> **EXERCISE INSTRUCTIONS**
Where does the string "strut" appear in the material? Copy each line that holds it.

------------------------------------------------

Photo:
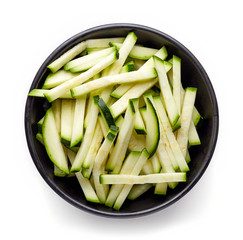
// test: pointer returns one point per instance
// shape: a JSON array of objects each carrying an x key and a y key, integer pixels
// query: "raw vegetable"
[{"x": 124, "y": 121}]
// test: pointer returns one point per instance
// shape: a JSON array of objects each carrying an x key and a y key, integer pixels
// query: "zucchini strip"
[
  {"x": 127, "y": 188},
  {"x": 99, "y": 163},
  {"x": 78, "y": 121},
  {"x": 67, "y": 114},
  {"x": 119, "y": 151},
  {"x": 88, "y": 136},
  {"x": 67, "y": 56},
  {"x": 170, "y": 104},
  {"x": 57, "y": 78},
  {"x": 52, "y": 142},
  {"x": 85, "y": 62},
  {"x": 92, "y": 152},
  {"x": 107, "y": 81},
  {"x": 58, "y": 91},
  {"x": 127, "y": 167},
  {"x": 85, "y": 183},
  {"x": 186, "y": 116},
  {"x": 103, "y": 42},
  {"x": 170, "y": 135},
  {"x": 142, "y": 179}
]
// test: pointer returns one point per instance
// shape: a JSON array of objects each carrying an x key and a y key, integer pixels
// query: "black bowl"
[{"x": 193, "y": 75}]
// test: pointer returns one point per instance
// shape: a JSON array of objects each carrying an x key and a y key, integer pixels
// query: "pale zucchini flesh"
[
  {"x": 142, "y": 179},
  {"x": 61, "y": 89},
  {"x": 53, "y": 143}
]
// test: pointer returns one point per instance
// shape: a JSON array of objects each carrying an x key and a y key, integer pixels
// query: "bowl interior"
[{"x": 193, "y": 75}]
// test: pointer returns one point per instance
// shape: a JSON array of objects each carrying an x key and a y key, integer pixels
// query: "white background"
[{"x": 31, "y": 30}]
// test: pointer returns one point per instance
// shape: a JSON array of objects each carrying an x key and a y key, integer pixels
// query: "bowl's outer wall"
[{"x": 193, "y": 75}]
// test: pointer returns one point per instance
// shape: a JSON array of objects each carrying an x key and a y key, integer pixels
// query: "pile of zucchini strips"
[{"x": 120, "y": 119}]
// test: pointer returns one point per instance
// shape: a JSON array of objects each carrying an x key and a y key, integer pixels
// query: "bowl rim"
[{"x": 66, "y": 45}]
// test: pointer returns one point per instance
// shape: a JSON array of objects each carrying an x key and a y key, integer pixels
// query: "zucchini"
[
  {"x": 137, "y": 142},
  {"x": 136, "y": 91},
  {"x": 52, "y": 142},
  {"x": 78, "y": 121},
  {"x": 193, "y": 137},
  {"x": 177, "y": 81},
  {"x": 106, "y": 112},
  {"x": 42, "y": 92},
  {"x": 124, "y": 51},
  {"x": 66, "y": 57},
  {"x": 180, "y": 159},
  {"x": 107, "y": 81},
  {"x": 142, "y": 179},
  {"x": 85, "y": 62},
  {"x": 117, "y": 155},
  {"x": 83, "y": 150},
  {"x": 57, "y": 110},
  {"x": 103, "y": 42},
  {"x": 121, "y": 89},
  {"x": 170, "y": 104},
  {"x": 92, "y": 152},
  {"x": 67, "y": 113},
  {"x": 99, "y": 163},
  {"x": 186, "y": 116},
  {"x": 138, "y": 52},
  {"x": 57, "y": 78},
  {"x": 139, "y": 125},
  {"x": 127, "y": 167},
  {"x": 85, "y": 184},
  {"x": 138, "y": 190},
  {"x": 152, "y": 126},
  {"x": 127, "y": 188},
  {"x": 58, "y": 91}
]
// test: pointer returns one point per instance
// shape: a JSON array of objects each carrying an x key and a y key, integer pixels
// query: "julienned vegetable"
[{"x": 120, "y": 115}]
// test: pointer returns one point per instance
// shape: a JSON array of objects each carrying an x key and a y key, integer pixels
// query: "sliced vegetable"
[
  {"x": 118, "y": 154},
  {"x": 142, "y": 179},
  {"x": 135, "y": 76},
  {"x": 78, "y": 121},
  {"x": 186, "y": 116},
  {"x": 52, "y": 142},
  {"x": 58, "y": 91}
]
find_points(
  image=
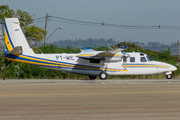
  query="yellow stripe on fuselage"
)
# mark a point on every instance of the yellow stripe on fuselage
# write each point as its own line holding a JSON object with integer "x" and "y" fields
{"x": 7, "y": 42}
{"x": 146, "y": 66}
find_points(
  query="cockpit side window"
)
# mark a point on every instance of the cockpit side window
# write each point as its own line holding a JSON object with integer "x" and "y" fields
{"x": 143, "y": 59}
{"x": 149, "y": 58}
{"x": 132, "y": 59}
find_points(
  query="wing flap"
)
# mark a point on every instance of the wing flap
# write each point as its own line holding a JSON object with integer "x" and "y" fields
{"x": 17, "y": 50}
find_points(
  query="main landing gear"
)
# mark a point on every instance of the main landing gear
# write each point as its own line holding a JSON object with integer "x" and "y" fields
{"x": 103, "y": 75}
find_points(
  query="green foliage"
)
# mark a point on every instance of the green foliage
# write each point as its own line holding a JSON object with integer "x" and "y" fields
{"x": 24, "y": 18}
{"x": 5, "y": 12}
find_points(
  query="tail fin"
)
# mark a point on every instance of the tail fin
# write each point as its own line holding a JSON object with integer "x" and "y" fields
{"x": 15, "y": 38}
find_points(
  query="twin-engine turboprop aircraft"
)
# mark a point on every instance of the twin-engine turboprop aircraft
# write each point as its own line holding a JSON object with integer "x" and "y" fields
{"x": 88, "y": 62}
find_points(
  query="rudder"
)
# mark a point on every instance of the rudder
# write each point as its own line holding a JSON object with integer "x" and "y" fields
{"x": 14, "y": 36}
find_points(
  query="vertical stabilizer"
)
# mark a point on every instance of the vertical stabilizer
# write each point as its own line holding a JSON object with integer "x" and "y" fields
{"x": 14, "y": 36}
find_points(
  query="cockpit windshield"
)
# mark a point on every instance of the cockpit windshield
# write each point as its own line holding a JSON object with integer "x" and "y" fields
{"x": 149, "y": 58}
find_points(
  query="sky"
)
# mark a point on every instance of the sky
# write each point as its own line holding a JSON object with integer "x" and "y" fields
{"x": 119, "y": 12}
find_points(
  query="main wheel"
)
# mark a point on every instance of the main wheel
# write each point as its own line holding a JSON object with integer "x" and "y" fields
{"x": 102, "y": 75}
{"x": 92, "y": 77}
{"x": 169, "y": 76}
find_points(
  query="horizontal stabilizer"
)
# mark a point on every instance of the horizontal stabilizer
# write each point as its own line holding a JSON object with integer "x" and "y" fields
{"x": 16, "y": 50}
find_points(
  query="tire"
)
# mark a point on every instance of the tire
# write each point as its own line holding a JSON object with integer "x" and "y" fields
{"x": 169, "y": 76}
{"x": 92, "y": 77}
{"x": 103, "y": 75}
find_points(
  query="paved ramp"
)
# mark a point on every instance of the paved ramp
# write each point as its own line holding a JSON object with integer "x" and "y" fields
{"x": 85, "y": 99}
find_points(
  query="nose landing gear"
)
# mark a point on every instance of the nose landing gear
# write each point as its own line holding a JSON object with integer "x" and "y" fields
{"x": 169, "y": 76}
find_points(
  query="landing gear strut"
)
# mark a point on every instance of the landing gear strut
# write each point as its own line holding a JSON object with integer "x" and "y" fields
{"x": 169, "y": 76}
{"x": 103, "y": 75}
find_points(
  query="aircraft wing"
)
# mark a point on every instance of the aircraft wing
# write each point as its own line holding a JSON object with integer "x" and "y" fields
{"x": 91, "y": 54}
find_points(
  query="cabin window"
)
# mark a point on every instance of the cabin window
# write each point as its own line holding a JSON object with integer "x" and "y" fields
{"x": 149, "y": 58}
{"x": 132, "y": 59}
{"x": 143, "y": 59}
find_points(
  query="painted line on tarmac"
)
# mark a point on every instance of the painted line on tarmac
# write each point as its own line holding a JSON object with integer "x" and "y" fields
{"x": 93, "y": 93}
{"x": 88, "y": 108}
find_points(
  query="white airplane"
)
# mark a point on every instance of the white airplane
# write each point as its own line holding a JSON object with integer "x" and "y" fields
{"x": 88, "y": 62}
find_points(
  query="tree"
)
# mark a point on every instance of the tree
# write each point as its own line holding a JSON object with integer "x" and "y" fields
{"x": 5, "y": 12}
{"x": 34, "y": 34}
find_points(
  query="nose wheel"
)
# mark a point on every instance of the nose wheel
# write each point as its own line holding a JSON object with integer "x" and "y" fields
{"x": 169, "y": 76}
{"x": 103, "y": 75}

------------------------------------------------

> **ANSWER SECTION**
  query="landing gear strut"
# mark a point on every instance of the landing gear strut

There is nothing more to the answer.